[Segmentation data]
⟨

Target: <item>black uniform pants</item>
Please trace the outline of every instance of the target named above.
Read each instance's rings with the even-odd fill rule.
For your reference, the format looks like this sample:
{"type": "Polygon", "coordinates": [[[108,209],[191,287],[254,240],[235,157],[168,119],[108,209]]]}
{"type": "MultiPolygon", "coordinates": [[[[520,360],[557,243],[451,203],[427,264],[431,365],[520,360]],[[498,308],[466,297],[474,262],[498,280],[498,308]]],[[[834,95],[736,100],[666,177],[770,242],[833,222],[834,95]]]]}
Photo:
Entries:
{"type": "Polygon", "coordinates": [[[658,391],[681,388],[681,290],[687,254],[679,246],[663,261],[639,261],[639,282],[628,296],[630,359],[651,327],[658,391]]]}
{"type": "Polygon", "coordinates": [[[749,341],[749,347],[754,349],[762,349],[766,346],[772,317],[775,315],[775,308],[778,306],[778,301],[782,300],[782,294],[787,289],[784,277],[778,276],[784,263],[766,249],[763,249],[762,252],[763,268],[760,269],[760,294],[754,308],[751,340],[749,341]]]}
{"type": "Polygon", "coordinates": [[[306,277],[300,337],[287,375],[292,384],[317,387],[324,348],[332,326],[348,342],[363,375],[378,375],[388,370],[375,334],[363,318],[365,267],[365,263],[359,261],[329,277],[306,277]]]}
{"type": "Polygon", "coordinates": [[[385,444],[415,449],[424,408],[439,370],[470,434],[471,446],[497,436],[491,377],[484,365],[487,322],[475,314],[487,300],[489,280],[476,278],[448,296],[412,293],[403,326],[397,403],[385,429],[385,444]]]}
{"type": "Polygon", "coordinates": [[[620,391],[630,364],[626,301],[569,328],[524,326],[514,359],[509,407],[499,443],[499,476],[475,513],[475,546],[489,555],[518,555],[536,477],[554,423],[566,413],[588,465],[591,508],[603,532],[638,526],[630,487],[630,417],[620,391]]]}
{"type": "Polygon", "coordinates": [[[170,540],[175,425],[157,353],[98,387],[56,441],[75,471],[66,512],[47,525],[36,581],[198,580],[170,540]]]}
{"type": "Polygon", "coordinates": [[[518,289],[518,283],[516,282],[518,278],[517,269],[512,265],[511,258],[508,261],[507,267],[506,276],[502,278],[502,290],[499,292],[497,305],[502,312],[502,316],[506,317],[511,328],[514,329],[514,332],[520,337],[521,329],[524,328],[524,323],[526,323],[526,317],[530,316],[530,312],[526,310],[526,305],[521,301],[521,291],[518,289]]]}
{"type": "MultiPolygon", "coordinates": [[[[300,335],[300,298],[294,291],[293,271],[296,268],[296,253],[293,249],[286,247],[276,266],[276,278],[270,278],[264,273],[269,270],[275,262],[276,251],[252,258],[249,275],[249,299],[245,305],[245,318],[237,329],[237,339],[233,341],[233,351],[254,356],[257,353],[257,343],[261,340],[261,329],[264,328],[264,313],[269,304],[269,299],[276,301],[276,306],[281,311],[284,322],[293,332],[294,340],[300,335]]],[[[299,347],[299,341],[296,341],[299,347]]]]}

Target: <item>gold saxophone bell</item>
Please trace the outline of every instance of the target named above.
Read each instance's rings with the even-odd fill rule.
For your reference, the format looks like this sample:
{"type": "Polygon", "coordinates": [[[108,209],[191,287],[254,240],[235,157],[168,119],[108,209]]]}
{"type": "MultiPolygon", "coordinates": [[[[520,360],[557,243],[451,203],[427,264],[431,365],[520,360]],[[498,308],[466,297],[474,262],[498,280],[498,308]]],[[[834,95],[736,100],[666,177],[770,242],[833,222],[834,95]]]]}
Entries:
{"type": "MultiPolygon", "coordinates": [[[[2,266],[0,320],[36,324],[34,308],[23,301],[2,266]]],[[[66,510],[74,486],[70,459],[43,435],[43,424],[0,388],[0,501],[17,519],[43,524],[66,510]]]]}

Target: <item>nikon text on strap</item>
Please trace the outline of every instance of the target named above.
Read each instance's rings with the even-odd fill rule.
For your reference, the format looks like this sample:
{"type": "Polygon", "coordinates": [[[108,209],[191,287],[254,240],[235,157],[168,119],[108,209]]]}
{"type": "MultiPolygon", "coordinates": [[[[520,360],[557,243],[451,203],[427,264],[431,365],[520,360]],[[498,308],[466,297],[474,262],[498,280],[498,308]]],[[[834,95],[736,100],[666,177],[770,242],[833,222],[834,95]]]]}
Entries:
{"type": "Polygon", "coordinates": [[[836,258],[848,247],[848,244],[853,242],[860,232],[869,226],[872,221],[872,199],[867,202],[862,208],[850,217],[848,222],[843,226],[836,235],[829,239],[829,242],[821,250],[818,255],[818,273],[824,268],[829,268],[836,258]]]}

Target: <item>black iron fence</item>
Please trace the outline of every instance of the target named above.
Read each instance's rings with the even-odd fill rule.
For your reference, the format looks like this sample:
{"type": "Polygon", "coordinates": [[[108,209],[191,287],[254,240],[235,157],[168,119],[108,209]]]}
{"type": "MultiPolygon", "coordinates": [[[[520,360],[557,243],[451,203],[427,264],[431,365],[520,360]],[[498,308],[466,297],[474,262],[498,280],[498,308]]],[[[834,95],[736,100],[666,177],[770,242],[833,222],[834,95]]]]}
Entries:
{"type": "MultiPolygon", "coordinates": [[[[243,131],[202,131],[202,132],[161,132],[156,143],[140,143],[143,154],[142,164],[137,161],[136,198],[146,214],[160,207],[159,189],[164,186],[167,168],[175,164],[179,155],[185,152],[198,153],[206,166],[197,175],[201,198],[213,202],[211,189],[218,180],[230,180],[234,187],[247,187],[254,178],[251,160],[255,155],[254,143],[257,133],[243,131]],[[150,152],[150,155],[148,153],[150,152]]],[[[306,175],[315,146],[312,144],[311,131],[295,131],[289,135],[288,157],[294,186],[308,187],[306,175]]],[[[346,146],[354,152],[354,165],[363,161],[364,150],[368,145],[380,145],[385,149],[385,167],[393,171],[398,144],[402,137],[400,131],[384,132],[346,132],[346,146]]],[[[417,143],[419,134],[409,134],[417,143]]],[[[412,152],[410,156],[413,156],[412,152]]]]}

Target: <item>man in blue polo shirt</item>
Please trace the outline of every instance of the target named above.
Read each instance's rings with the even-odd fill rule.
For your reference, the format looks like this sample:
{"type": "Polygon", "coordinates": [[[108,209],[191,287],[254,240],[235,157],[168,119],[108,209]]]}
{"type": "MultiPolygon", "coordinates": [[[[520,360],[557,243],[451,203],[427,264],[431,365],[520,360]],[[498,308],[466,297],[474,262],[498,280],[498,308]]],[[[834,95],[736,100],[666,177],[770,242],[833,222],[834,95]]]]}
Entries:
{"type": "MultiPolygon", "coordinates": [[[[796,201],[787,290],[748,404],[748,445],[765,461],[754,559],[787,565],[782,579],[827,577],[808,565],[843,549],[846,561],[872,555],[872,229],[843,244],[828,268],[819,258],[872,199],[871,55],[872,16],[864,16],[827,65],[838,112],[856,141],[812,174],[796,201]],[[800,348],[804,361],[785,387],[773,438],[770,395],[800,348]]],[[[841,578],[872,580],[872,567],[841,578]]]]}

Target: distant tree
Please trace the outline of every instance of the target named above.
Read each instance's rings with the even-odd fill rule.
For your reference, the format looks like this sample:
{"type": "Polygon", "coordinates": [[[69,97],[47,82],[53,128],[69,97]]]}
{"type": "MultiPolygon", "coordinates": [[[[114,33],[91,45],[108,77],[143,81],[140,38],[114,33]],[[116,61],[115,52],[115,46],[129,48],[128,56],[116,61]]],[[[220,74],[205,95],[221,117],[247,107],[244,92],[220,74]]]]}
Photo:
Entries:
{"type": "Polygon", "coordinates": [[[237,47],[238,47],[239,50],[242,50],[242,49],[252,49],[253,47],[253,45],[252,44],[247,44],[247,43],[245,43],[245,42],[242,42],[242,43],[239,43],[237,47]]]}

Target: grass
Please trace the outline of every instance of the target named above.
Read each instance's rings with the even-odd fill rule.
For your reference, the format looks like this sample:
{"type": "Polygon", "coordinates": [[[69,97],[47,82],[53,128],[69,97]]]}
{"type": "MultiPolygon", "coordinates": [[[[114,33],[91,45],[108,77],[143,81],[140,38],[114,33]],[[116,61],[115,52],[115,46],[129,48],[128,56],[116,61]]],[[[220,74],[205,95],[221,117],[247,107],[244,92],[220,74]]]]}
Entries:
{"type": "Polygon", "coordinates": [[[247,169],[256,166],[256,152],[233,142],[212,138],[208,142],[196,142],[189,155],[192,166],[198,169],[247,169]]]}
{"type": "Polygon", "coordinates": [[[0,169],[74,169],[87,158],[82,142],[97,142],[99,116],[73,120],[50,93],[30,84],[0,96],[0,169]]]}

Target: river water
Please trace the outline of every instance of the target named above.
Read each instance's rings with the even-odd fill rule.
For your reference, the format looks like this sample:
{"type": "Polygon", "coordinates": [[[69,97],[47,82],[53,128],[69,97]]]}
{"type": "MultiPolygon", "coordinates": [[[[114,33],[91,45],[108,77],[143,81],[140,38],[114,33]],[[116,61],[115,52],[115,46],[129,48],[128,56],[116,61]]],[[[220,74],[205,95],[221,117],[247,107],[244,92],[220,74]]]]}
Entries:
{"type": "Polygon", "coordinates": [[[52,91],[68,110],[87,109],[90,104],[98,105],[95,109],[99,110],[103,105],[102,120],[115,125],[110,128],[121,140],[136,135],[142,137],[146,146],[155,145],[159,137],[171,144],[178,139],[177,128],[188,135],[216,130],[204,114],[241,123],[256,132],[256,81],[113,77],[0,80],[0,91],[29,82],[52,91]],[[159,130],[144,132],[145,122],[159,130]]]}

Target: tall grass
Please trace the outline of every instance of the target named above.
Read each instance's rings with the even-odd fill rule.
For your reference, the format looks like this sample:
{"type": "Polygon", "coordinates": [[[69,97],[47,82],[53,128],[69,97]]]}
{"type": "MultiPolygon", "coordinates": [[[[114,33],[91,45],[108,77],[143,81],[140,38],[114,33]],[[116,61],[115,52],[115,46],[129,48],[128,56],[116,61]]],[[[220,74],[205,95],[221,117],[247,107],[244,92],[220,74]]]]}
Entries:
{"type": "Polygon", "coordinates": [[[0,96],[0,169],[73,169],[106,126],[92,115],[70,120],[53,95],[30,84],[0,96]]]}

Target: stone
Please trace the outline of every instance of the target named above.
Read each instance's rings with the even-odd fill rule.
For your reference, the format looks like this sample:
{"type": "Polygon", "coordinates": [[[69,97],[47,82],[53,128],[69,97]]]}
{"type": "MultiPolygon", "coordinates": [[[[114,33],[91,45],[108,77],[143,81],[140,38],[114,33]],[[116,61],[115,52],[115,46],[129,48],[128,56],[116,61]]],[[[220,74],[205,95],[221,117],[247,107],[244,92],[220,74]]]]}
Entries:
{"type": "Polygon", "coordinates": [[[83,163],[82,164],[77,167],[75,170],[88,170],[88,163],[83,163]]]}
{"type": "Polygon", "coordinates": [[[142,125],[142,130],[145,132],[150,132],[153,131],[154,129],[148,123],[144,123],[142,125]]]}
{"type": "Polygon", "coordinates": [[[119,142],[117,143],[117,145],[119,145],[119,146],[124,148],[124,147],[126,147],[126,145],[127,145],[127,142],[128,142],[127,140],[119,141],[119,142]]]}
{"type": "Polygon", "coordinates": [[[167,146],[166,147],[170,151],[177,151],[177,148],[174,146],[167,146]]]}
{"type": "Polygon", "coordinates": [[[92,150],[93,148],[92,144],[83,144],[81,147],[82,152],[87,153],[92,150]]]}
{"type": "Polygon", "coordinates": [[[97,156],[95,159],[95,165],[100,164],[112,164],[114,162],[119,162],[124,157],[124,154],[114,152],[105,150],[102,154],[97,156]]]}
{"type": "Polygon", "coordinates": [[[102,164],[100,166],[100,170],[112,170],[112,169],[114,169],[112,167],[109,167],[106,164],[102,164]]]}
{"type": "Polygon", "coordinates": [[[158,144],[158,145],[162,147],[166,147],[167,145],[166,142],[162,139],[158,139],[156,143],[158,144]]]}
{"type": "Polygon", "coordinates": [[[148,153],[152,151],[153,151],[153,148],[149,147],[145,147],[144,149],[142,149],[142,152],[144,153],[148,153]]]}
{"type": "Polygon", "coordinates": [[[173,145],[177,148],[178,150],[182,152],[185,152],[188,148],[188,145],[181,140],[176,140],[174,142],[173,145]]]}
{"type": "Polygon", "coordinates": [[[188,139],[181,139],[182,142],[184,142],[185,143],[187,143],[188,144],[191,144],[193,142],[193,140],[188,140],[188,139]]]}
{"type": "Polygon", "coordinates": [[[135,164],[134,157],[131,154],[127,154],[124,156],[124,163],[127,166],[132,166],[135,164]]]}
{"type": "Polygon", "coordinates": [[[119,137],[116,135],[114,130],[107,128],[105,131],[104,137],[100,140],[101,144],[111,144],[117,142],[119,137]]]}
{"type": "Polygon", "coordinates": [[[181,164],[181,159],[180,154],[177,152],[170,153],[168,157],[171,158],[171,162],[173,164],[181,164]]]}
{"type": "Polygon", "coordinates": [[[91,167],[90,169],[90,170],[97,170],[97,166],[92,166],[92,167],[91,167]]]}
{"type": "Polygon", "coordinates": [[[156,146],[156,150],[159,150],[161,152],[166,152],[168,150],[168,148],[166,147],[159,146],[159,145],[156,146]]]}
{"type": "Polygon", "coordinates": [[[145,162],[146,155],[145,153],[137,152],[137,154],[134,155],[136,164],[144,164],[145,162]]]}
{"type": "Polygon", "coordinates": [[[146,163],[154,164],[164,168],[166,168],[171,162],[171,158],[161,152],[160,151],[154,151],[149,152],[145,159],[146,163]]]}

⟩

Work to be completed —
Pick out every line above that contains the string "item" and copy each one in full. Matches must have the same capitalization.

Final result —
Target: <item>black uniform pants</item>
Target: <item>gold saxophone bell</item>
Target: <item>nikon text on strap</item>
Target: <item>black iron fence</item>
Target: <item>man in blue polo shirt</item>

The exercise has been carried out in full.